> _Required action 1_:
From the statistical learning workshop page, list the titles of every talk in the program.
> _Required action 2_:
Continue the statistical learning workshop page from its last line.

Start of Text block

# Statistical Learning Workshop 2020

Machine learning can be loosely defined as the set of computational methods that use experience to improve performance or make accurate predictions. With the revival of neural networks and the advent of deep learning, machine learning research now focuses on the development of even more complex models,  requiring very large training sets and huge amounts of computational power. Understanding the properties of these models and analyzing them is, at least for the moment, receiving less attention in machine learning research. To fill this gap, one possibility is to rely on one of the pillars of machine learning: statistics.

Many machine learning algorithms rely on statistical models, such as ridge and lasso regression. The statistics community has derived precise theoretical results of these models, including their asymptotic properties or the construction of confidence intervals for parameters. They enable model interpretation, robust inference and causal statements. Such results are mostly still missing in machine learning world, because the models that are used there are inherently complex.

In this workshop we bring together the research communities of statistics and machine learning to foster a discussion between the two fields and develop research synergies. The workshop takes place on-line the whole day of 18/September.  The workshop will feature talks by:

In addition, a number of PhD students will present their work in talks. The detailed program can be found below. You may register for the workshop by sending an e-mail with subject 'Registration' at sl.ws.geneva@gmail.com (please check you spam folder in case you haven't received a reply).  Please note that the participation is free of charge, but the registration is mandatory.

The organizers,

Prof. Sebastian Engelke, UNIGE, GSEM

Prof. Alexandros Kalousis, HES-SO

Prof. Davide La Vecchia, UNIGE, GSEM

The Workshop's program (video link for each presenter's talk)

---------------------

8:40-8:45 Organizers

8:45-8:55 Prof. Antoine Geissbuhler, Vice-rector of the University of Geneva

--------------------

9:00-10:40

• Prof. Olivier Scaillet, UNIGE, GSEM , Statistical analysis of network data: learning from small samples (video)
• Prof Francois Fleuret, UNIGE, EPFL, Fast attention models  (video)
• Mr. Alban Moor, UNIGE, GSEM, A Higher-Order Correct Fast Moving-Average Bootstrap for Dependent Data (video)
• Mrs. Frantzeska Lavda,  PhD student UNIGE, HESGE, Data-dependent conditional priors for unsupervised learning of multimodal data (video)

--------------------

10:40-11:15 Break

--------------------

11:15-12:35

• Prof. Sylvain Sardy,  UNIGE, What needles do sparse neural networks find in nonlinear haystacks (video)
• Prof. Simon Scheidegger , UNIL, HEC, Gaussian Process methods for Asset Pricing and Dynamic Portfolio Choice (video)

End of Text block
Start of Information shown

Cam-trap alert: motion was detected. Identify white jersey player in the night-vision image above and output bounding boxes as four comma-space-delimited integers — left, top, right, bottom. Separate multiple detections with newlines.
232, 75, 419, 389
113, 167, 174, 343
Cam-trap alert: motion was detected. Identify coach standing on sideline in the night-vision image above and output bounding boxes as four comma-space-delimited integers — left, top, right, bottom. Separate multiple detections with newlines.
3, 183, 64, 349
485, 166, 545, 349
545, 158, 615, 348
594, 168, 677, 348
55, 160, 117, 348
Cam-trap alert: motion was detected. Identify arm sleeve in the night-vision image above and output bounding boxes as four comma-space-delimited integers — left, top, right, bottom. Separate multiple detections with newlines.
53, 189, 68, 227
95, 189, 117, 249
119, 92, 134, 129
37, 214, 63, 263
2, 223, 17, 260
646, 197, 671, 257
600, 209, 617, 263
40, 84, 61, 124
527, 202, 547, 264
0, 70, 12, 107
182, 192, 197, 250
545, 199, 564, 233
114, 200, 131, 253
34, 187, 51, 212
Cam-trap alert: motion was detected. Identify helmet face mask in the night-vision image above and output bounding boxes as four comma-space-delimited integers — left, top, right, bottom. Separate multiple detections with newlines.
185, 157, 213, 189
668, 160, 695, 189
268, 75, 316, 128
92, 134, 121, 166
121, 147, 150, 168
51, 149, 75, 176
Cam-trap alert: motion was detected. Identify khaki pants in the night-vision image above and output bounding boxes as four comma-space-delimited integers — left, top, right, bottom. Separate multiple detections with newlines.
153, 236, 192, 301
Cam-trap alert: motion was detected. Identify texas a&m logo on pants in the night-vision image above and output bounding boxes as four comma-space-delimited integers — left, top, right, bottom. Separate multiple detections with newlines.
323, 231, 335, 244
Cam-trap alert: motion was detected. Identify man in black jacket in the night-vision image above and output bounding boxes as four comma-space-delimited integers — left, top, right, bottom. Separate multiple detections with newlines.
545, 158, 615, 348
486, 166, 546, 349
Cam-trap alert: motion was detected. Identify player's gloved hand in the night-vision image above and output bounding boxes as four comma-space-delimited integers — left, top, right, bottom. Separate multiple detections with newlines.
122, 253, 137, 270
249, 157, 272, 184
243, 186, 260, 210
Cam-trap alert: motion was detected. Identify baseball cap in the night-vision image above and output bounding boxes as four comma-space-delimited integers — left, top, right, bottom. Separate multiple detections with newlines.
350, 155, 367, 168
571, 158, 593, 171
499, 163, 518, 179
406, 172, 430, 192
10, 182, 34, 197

End of Information shown

> _Answer 1_:
1. Statistical analysis of network data: learning from small samples
2. Fast attention models
3. A Higher-Order Correct Fast Moving-Average Bootstrap for Dependent Data
4. Data-dependent conditional priors for unsupervised learning of multimodal data
5. What needles do sparse neural networks find in nonlinear haystacks
6. Gaussian Process methods for Asset Pricing and Dynamic Portfolio Choice

> _Answer 2_:
• Mr. Lionel Blonde,  PhD student UNIGE, HESGE, Lipschitzness Is All You Need To Tame Off-policy Generative Adversarial Imitation Learning (video)

--------------------

12:35-14:15 Lunch break

--------------------

14:15-16:00

• Prof. Giacomo De Giorgi, UNIGE, GSEM, Predict Mortality from Credit Reports
• Mr.  Edoardo Vignotto, PhD student UNIGE, GSEM, Towards dynamical adjustment of the full temperature distribution (video)
• Prof. Dimitri van De Ville, UNIGE, EPFL, Community-Aware Graph Signal Processing (video 1, video 2)
• Mr. Cesare Miglioli, PhD student UNIGE, GSEM, SWAG: A Wrapper Method for Sparse Learning (video)

--------------------

16:00-16:30 Break

--------------------

16:30-17:45

--------------------

• Mrs. Amina Mollaysa, UNIGE, HESGE, Goal-directed Generation of Discrete Structures with Conditional Generative Models (video)
• Mr. Nicola Gnecco , UNIGE, GSEM, Causal discovery in heavy-tailed models (video)
• Dr Kostantinos Sechidis, Novartis, From feature selection to predictive biomarker discovery

17:45-17:50 Concluding remarks

Abstracts

Prof. Olivier Scaillet, Statistical analysis of network data: learning from small samples

For small samples network (spatial panels) data, we illustrate that first-order asymptotic theory suffers from finite sample distortions. We develop saddlepoint techniques which perform well in small samples and feature higher-order accuracy. We deploy the new higher-order asymptotic techniques for the Gaussian maximum likelihood estimator in a spatial panel data model, with fixed effects, time-varying covariates, and spatially correlated errors. Our saddlepoint density and tail area approximation feature relative error of order O(m^(-1)) for m = n(T-1) with n being the cross-sectional dimension and T the time-series dimension. The main theoretical tool is the tilted-Edgeworth technique in a non-identically distributed setting. The density approximation is always non-negative, does not need resampling, and is accurate in the tails. We compare the saddlepoint density approximation to Edgeworth expansion and to the asymptotic approximation. An empirical application to the investment-saving relationship in OECD (Organisation for Economic Co-operation and Development) countries shows disagreement between testing results based on first-order asymptotics and saddlepoint techniques.

This talk is based on the working paper "Saddlepoint approximations for spatial panel data models" by Chaonan Jiang, Davide La Vecchia, Elvezio Ronchetti, and Olivier Scaillet

Prof. Francois Fleuret, Fast attention models

Deep neural networks based on attention mechanisms have become the standard models for natural language processing, and they also demonstrate very promising results in computer vision and other application domains. Their impressive performance requires however extremely high computational cost, due to the very structure of the attention layers.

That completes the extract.